[RECORDS SHOWN]

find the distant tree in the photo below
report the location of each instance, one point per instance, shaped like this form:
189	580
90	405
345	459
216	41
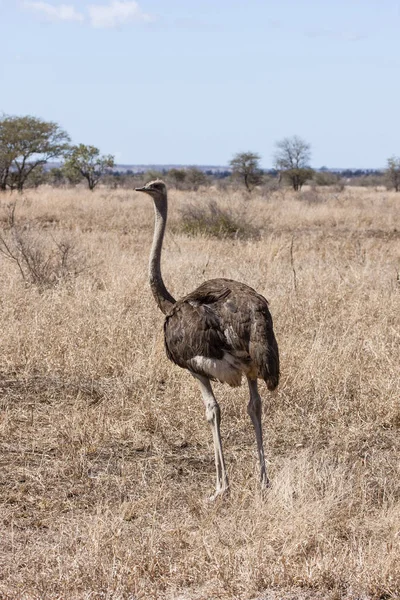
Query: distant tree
26	144
245	166
324	177
393	172
195	178
177	177
291	160
87	161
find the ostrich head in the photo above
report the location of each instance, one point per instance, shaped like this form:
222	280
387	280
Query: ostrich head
156	189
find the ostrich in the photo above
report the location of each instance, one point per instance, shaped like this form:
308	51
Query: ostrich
220	332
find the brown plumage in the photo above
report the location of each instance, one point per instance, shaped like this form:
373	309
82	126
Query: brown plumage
230	324
219	332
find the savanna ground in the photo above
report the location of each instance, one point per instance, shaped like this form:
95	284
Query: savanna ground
106	460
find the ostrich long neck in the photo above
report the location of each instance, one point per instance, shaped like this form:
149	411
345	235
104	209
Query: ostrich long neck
162	296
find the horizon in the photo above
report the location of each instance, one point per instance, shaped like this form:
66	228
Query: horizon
152	83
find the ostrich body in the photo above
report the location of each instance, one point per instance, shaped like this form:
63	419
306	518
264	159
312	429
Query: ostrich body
220	332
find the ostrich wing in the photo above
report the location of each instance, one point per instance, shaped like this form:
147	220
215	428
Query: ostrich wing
222	329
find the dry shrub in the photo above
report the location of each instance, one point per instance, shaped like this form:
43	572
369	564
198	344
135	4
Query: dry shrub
41	260
213	220
106	459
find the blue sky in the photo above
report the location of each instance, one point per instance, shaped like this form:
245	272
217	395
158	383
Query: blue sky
195	81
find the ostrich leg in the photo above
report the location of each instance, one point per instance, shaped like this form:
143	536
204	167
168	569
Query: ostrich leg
213	416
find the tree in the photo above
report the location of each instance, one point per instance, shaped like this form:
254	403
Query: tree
177	177
26	144
87	161
393	172
245	166
291	159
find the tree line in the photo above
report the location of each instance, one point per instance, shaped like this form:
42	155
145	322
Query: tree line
28	143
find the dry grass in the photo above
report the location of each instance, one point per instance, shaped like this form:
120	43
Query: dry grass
106	459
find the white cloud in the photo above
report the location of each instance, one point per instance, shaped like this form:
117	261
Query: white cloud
118	12
62	12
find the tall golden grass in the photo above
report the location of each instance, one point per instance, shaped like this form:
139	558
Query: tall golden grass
106	459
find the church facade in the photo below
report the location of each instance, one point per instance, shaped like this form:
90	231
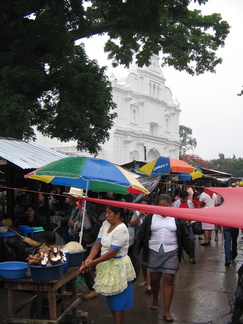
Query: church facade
147	122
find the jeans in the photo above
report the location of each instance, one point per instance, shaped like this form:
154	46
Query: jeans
230	242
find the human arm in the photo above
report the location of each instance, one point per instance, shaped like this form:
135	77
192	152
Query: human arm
184	237
90	262
134	221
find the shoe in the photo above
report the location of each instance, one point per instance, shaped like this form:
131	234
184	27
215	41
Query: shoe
168	319
143	284
149	290
192	261
90	295
67	293
205	243
227	262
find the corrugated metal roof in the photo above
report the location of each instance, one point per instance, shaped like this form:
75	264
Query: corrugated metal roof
27	155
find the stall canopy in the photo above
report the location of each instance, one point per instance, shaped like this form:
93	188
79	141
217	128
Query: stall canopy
26	155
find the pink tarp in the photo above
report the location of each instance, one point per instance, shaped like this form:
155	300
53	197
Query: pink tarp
230	213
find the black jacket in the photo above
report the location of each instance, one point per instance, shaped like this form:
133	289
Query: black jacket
183	238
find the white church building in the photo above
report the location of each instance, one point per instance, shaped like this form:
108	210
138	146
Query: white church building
147	122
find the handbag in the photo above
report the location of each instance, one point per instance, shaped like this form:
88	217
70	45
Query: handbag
197	228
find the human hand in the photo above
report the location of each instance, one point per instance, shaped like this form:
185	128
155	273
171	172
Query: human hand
86	266
71	223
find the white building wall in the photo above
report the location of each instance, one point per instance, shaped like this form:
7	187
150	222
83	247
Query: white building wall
147	124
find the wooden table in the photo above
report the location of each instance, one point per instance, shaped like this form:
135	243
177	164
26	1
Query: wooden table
50	287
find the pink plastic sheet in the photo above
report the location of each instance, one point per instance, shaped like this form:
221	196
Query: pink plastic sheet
230	213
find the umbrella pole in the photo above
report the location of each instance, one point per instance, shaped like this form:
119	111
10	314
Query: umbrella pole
84	214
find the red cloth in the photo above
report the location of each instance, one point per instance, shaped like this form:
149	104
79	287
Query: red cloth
184	205
228	214
196	203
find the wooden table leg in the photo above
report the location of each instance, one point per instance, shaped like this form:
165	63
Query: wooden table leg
10	303
39	304
74	297
52	305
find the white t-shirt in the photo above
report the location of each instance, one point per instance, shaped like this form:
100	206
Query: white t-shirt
118	238
163	232
207	199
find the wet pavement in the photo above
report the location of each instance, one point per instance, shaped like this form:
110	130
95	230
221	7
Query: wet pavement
204	293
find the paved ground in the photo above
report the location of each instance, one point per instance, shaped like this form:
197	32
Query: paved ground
204	293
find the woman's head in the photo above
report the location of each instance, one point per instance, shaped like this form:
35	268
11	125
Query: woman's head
196	195
145	200
114	214
184	195
30	212
164	200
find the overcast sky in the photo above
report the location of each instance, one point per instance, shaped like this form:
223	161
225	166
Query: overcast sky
209	102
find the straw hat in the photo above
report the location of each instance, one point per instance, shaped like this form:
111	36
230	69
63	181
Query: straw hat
75	192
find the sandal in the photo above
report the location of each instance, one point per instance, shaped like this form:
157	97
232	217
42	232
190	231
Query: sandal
149	290
168	319
143	284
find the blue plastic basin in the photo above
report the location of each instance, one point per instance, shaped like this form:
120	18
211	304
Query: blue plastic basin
47	273
13	269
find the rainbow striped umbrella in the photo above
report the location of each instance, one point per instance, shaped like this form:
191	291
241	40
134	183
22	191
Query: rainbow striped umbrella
165	165
89	174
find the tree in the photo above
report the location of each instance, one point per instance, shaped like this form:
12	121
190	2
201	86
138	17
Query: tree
48	81
196	161
186	141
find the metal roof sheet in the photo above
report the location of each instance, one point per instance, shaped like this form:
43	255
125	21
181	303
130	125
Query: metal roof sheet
27	155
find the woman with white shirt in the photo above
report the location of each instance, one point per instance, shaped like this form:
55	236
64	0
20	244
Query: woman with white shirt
114	270
162	239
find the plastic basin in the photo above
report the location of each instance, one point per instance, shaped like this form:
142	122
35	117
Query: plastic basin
13	269
75	259
47	273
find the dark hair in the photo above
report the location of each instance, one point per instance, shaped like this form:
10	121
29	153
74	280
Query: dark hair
145	198
29	206
184	194
165	197
117	210
196	193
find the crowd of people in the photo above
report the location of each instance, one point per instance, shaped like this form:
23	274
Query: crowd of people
158	241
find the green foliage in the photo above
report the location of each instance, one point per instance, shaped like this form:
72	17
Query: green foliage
47	81
196	161
232	165
187	142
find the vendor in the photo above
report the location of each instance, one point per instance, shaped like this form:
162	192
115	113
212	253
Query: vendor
30	218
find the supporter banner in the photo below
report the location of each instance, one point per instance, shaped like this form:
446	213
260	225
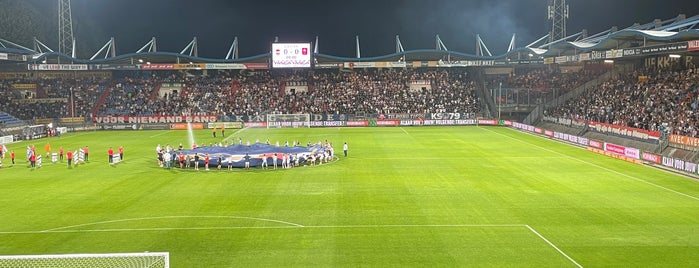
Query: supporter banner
193	66
294	124
525	127
679	164
415	122
185	126
57	67
361	123
617	149
449	122
328	65
329	117
632	52
7	139
390	64
636	133
488	122
614	53
257	66
405	116
327	123
154	119
72	119
693	45
439	116
247	118
106	67
632	152
617	156
158	66
597	55
153	126
684	140
225	66
584	56
225	124
690	167
43	120
255	124
83	128
654	158
668	161
119	127
665	48
384	123
583	141
467	63
351	65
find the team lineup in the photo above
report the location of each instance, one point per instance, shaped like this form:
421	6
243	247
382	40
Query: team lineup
240	154
216	155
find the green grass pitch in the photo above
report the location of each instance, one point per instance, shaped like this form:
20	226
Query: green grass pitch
417	196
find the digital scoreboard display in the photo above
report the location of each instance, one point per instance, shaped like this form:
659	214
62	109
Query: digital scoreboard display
291	55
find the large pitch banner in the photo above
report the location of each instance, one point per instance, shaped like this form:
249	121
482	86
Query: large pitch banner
154	119
629	132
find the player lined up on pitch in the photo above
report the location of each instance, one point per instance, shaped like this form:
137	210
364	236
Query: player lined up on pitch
35	160
224	156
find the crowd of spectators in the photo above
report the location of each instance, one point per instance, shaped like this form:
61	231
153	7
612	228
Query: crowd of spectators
536	85
376	91
656	100
326	92
49	98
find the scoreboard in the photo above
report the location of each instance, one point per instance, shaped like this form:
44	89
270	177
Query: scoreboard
291	55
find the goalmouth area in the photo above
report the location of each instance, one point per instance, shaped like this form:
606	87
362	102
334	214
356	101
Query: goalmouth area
404	196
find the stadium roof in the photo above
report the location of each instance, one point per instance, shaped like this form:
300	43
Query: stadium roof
675	29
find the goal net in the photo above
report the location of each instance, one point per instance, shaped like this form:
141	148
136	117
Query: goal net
141	260
288	120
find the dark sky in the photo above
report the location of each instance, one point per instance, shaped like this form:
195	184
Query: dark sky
256	22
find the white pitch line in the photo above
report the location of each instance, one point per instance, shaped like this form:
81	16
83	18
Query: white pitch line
598	166
552	245
160	134
289	226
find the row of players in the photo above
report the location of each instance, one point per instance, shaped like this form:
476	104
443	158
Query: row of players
285	160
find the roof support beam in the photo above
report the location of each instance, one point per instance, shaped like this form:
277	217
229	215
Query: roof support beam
38	45
151	45
233	51
108	50
192	46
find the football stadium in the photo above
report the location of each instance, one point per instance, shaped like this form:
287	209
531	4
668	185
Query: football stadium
577	150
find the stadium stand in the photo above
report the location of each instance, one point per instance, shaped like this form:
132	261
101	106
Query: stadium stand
656	100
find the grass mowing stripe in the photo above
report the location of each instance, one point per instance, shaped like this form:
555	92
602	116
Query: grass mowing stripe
554	246
600	167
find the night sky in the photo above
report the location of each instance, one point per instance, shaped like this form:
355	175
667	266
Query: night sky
256	22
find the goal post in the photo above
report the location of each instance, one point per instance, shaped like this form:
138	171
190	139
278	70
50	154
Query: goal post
288	120
105	260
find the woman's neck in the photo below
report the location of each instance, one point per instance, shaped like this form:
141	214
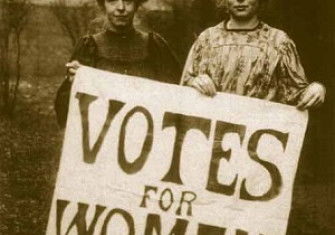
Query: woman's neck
236	24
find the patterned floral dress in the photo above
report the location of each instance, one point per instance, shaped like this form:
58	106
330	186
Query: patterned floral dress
261	63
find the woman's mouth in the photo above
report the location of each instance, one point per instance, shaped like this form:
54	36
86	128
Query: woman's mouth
241	8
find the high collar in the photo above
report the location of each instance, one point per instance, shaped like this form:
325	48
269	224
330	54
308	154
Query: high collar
258	26
129	33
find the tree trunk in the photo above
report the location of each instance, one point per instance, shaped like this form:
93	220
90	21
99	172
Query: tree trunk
18	73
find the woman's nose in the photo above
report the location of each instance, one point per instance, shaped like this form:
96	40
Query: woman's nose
120	5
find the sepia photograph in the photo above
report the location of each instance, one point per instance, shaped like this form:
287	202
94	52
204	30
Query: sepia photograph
167	117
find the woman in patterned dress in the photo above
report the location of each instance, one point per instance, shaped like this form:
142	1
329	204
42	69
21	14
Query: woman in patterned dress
245	56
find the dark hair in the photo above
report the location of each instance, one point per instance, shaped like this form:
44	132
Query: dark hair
101	3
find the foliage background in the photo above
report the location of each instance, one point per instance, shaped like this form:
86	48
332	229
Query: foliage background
30	140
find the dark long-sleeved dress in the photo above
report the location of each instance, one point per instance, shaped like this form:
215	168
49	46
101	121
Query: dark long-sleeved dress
134	53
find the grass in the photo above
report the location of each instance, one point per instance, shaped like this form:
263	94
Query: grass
30	146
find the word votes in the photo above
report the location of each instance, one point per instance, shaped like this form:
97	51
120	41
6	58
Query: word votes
182	124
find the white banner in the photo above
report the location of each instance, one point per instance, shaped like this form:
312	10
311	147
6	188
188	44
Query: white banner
142	157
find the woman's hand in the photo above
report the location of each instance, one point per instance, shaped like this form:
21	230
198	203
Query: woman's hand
72	68
313	96
204	84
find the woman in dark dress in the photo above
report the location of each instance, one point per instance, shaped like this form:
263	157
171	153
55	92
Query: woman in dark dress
120	48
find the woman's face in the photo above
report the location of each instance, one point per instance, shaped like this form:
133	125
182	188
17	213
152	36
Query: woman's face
243	9
120	13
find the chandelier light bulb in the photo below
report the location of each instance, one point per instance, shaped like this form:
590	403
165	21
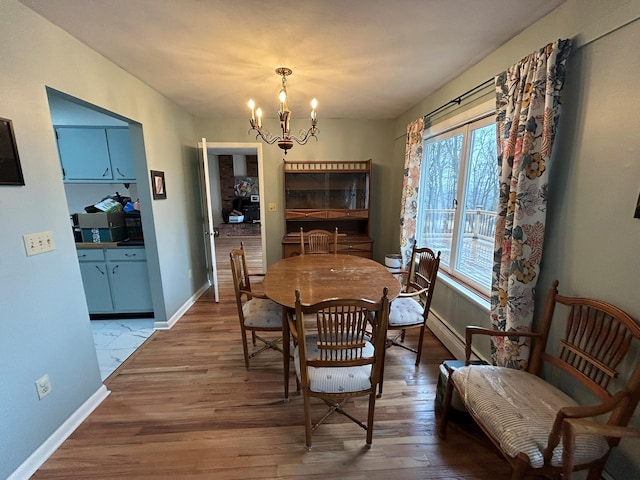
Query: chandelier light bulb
285	142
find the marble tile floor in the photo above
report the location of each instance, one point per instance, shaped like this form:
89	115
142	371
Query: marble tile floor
116	340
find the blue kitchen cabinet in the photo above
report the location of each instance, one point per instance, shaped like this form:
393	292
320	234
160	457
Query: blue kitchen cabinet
115	280
95	278
84	154
119	143
95	155
129	279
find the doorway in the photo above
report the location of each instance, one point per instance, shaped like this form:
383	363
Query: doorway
119	325
233	185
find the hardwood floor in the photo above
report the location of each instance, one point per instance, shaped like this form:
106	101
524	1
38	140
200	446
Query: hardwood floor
184	407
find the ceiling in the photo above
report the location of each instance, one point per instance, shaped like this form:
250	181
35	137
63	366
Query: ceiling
363	59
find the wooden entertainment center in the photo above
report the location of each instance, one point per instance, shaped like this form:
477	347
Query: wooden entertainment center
327	195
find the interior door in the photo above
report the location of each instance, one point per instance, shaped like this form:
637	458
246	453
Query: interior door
209	237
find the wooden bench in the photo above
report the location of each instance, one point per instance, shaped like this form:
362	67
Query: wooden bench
524	415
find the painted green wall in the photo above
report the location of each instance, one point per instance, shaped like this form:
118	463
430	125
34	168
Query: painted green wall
591	237
44	323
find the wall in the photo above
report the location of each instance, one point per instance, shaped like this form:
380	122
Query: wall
44	323
338	140
591	237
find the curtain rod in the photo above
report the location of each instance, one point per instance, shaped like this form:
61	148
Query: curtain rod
459	98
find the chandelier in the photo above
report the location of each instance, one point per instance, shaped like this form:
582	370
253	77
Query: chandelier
285	142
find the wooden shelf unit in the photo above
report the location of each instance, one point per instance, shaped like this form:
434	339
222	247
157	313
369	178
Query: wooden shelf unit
327	195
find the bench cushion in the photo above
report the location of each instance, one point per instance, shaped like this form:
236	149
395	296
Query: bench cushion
518	410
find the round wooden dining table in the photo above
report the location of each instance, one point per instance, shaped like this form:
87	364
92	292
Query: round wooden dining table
321	277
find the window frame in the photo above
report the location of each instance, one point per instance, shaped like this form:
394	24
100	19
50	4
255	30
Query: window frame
450	126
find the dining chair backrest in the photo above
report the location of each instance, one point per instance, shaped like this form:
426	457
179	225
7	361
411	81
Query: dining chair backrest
341	327
339	353
423	272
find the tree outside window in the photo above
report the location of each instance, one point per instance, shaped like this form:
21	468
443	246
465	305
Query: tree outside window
459	199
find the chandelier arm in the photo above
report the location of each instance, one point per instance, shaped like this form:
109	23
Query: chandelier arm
266	136
285	142
305	136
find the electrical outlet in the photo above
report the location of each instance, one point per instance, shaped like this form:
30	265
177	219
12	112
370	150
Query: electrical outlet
43	386
48	242
31	244
35	243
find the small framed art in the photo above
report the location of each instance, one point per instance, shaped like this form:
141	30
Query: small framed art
10	169
158	185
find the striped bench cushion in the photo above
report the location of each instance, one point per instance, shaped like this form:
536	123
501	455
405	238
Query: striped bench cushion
518	410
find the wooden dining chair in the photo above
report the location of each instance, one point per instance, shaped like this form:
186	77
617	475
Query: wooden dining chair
256	312
535	424
318	241
336	358
411	308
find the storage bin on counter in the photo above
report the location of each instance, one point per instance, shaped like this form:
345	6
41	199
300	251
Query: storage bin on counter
101	220
98	235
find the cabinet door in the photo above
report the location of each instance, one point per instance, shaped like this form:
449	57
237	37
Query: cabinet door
120	153
84	154
130	286
96	287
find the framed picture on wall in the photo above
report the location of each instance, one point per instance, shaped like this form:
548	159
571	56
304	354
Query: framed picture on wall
10	169
158	186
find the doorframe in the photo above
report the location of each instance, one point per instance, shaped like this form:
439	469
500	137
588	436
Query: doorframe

[/RECORDS SHOWN]

The expected answer is a copy of each line in the records that holds the word "doorframe".

find the doorframe in the photo above
Query: doorframe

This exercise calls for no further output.